After de novo review and accepting as true the allegations
in the complaint and drawing all inferences in the father's
favor, see Curtis v. Herb Chambers I-95, Inc., 458 Mass. 674,
676 (2011), we conclude that the complaint in equity failed "to
state a claim upon which relief can be granted," Mass. R. Civ.
P. 12 (b) (6). The divorce judgment required the father to pay
the mother weekly child support in the amount of $182. As
events unfolded, however, the mother later agreed that the
daughter would live with the aunt and uncle, and a temporary
2 order modified the future payments accordingly. The father now
seeks reimbursement for claimed payments that he made to the
mother before the temporary order entered as well as
reimbursement for claimed payments that he unilaterally made to
the aunt and uncle toward what he believed was necessary for the
support of his daughter. The judge properly dismissed the
complaint because this factual scenario does not plausibly
suggest an "entitlement to relief." Iannacchino v. Ford Motor
Co., 451 Mass. 623, 636 (2008).
"As a general rule, a support obligor must make his or her
payments in the manner required by the support order or
judgment." T.M. v. L.H., 50 Mass. App. Ct. 856, 860 (2001).
The Legislature strictly limits retroactive modification: "Any
payment or installment of support under any child support order
. . . shall not be subject to retroactive modification except
with respect to any period during which there is pending a
complaint for modification." G. L. c. 119A, § 13 (a). This
statute also implicitly prohibits "extra-judicial modifications
of child support." Rosen v. Rosen, 90 Mass. App. Ct. 677, 683
(2016). See T.M., supra (support obligor "should not be allowed
to modify unilaterally a support order"). Thus, the governing
statute, G. L. c. 119A, § 13 (a), prohibits the relief sought by
the father in the circumstances presented.
3 A narrow equitable exception to this statute does not offer
relief here. "[A] judge is not foreclosed by G. L. c. 119A,
§ 13 (a), from determining whether 'compelling circumstances of
an equitable nature' warrant the allowance of a credit for the
payor's fulfillment of his or her child support obligation 'in a
manner other than as directed by the original order' but which
nevertheless accomplishes the maintenance of the child as
envisioned by the original order" (citation omitted). Rosen, 90
Mass. App. Ct. at 688. To receive such an "equitable credit,"
the support obligor must demonstrate a number of facts including
the support recipient agreed "to transfer custody of the child
to the payor for an extended period of time not contemplated in
the original custody order." Id. Because the aunt and uncle
rather than the payor (father) had custody of the daughter, the
father has failed to demonstrate a basis for equitable credit.

[Data under study]

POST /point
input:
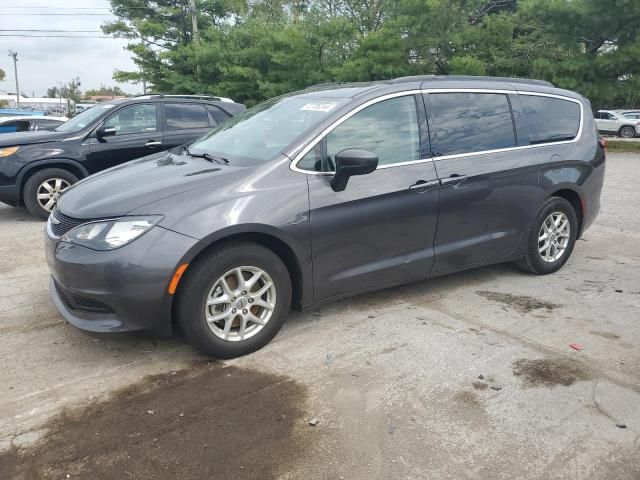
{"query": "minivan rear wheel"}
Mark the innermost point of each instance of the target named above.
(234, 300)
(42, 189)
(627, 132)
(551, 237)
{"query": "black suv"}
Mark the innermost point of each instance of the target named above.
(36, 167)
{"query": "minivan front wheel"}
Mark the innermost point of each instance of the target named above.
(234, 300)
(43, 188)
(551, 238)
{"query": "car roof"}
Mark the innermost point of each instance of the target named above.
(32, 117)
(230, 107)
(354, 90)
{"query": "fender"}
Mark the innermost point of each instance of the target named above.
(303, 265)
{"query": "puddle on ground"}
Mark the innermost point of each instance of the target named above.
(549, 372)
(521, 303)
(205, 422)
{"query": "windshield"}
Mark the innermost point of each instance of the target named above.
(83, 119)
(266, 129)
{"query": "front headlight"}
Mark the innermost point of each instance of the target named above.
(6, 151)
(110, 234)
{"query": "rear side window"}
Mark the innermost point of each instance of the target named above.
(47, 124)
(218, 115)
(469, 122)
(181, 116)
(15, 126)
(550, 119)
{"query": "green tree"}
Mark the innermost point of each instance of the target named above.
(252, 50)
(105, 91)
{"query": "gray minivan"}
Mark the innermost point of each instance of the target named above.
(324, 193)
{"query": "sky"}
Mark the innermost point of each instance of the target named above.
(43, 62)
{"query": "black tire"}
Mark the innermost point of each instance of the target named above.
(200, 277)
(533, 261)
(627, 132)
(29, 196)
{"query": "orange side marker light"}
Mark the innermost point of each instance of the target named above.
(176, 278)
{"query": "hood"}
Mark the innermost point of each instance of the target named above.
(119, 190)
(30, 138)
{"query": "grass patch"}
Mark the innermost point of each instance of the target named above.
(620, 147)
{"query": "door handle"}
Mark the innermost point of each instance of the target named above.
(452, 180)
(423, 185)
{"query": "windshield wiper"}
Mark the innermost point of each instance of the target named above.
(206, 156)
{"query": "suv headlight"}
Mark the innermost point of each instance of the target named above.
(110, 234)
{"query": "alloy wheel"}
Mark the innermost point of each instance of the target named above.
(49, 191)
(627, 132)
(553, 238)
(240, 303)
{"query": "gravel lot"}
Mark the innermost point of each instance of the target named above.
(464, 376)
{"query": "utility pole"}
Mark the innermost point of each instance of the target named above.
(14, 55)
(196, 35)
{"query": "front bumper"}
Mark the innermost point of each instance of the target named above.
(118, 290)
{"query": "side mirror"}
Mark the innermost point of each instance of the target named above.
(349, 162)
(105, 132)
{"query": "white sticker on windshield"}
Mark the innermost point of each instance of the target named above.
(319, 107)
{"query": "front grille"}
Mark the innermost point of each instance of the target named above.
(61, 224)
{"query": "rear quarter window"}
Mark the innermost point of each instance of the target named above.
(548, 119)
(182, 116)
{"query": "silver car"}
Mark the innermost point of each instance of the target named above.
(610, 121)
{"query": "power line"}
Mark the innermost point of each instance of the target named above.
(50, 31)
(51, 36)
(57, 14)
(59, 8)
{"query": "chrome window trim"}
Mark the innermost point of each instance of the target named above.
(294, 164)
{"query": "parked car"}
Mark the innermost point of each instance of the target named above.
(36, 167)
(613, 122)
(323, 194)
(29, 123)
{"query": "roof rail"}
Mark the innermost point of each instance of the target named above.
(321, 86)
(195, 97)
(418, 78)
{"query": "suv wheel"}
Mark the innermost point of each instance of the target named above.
--
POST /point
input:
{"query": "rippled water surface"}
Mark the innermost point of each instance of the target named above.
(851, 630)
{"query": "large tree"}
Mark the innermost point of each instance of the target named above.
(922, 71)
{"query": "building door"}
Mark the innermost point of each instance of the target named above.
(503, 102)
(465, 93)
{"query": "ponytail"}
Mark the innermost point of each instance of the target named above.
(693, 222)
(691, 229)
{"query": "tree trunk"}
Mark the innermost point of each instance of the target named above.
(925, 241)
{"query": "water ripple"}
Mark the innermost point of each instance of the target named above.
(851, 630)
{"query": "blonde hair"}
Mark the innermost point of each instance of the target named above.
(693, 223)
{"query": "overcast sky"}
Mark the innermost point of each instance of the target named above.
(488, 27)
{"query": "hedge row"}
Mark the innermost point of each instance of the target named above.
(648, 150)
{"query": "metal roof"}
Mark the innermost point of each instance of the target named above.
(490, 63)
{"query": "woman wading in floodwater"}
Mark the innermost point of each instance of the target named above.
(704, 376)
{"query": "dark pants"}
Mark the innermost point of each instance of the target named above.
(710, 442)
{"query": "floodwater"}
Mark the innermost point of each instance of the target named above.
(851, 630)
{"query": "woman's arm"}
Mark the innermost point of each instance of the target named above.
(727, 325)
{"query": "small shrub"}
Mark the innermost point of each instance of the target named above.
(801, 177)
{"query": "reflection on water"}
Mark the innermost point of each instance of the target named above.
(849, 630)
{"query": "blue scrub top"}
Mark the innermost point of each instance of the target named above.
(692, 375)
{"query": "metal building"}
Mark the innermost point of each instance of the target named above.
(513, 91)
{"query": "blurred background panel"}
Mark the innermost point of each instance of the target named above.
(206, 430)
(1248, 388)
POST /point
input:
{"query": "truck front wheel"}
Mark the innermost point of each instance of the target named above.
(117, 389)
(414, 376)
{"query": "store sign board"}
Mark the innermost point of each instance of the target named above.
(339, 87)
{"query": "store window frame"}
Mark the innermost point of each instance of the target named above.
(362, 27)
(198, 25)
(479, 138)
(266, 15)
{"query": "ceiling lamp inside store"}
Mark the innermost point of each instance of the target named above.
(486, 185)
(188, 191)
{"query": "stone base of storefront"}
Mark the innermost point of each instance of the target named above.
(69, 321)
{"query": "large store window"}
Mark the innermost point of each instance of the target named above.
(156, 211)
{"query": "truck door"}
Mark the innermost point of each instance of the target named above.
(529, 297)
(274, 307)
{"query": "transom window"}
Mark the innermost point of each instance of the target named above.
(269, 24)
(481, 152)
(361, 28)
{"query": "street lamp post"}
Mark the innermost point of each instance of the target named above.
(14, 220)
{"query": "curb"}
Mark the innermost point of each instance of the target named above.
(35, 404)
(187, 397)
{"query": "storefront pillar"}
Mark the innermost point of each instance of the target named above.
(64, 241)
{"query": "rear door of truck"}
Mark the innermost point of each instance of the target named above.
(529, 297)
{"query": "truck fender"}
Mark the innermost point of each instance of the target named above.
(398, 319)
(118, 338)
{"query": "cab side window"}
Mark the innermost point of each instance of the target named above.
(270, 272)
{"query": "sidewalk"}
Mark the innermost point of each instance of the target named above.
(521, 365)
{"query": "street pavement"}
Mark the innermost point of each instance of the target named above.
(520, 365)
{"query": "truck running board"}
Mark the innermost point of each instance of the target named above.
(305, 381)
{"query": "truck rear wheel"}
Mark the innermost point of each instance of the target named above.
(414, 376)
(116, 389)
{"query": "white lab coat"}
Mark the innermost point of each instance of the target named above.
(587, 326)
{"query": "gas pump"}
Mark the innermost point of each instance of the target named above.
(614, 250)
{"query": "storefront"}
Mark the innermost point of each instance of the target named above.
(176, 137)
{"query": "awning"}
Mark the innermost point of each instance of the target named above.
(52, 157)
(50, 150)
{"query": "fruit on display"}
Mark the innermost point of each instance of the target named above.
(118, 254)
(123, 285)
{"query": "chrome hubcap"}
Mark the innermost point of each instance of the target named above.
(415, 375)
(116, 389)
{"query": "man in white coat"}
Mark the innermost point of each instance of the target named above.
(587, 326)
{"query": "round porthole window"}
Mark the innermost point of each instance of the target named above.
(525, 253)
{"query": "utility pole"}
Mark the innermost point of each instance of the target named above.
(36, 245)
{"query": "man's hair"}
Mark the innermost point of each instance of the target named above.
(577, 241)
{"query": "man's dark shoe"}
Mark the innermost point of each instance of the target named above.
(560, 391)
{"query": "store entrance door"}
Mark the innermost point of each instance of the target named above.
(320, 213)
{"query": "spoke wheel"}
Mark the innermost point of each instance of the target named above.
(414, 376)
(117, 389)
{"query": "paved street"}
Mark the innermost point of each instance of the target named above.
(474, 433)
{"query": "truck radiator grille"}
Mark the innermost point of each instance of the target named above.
* * *
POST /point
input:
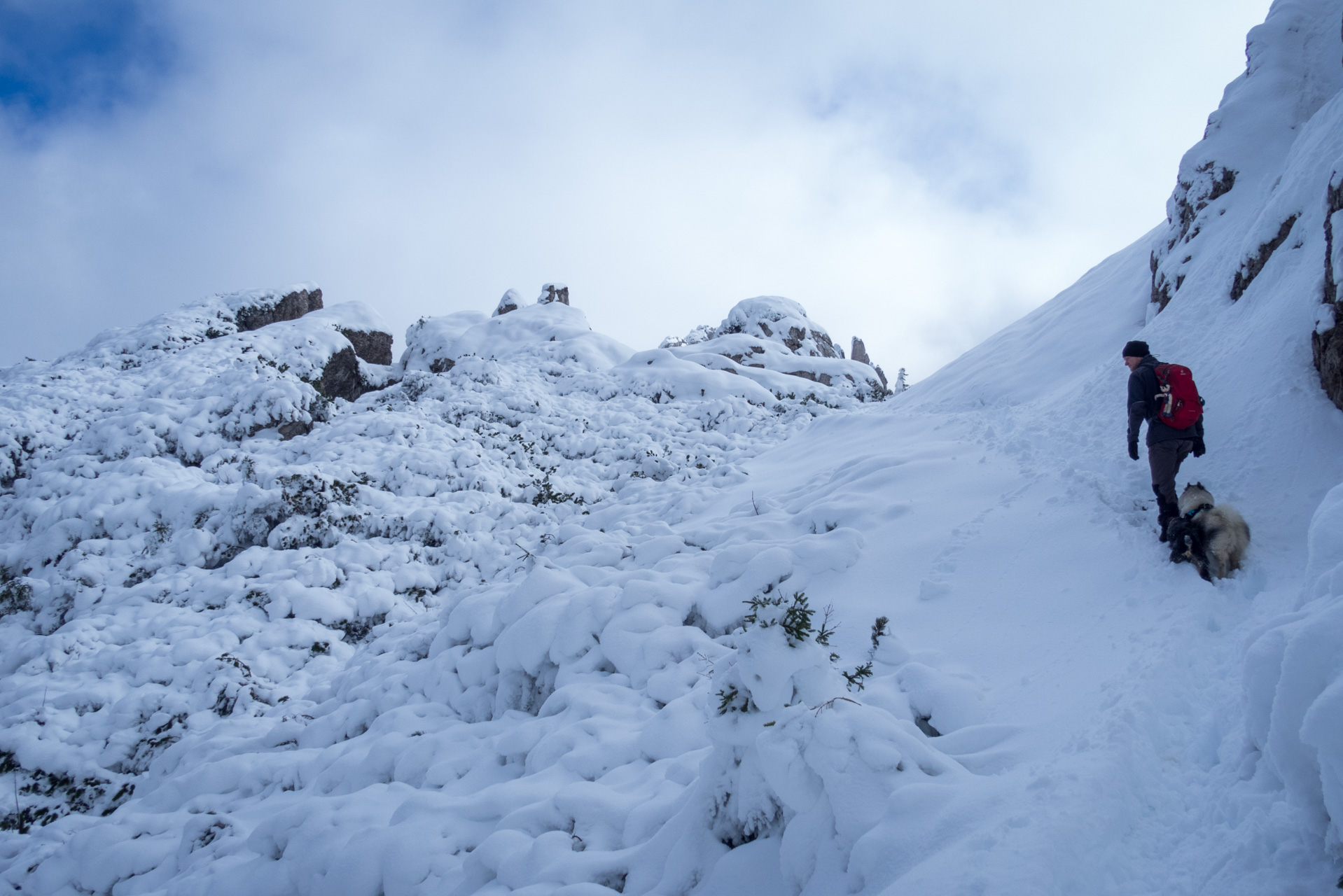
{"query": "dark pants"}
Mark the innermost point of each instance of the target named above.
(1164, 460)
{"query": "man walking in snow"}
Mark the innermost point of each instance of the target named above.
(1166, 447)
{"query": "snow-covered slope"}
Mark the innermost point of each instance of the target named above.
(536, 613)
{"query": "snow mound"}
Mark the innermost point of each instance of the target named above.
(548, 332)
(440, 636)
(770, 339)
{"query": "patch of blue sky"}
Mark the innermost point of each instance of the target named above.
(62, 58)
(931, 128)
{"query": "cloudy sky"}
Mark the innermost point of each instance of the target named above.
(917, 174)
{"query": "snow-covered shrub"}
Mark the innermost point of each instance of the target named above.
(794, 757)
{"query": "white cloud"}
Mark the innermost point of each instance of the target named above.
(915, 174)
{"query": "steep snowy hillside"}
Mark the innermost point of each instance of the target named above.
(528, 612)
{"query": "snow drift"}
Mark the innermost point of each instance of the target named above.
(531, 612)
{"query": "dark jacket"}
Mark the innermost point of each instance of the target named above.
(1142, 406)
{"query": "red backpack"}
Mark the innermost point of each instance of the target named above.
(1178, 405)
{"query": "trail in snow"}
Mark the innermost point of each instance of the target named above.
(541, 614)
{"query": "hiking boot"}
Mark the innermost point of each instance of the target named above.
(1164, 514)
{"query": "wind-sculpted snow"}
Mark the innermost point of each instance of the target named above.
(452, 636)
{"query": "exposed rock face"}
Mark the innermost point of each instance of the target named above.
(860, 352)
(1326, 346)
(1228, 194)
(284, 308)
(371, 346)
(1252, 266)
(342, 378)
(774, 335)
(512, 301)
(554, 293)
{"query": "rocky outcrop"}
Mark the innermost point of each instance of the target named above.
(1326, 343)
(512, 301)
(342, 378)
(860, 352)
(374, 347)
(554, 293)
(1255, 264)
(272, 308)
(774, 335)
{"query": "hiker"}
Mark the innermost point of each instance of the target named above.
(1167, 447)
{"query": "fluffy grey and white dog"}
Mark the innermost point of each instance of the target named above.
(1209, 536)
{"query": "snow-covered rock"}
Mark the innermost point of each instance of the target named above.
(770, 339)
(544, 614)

[The task]
Rewrite the child support ruling from "the support obligor" through "for equitable credit.", inclusive, and change "equitable credit" to "equitable allowance".

[Finished task]
the support obligor must demonstrate a number of facts including
the support recipient agreed "to transfer custody of the child
to the payor for an extended period of time not contemplated in
the original custody order." Id. Because the aunt and uncle
rather than the payor (father) had custody of the daughter, the
father has failed to demonstrate a basis for equitable allowance.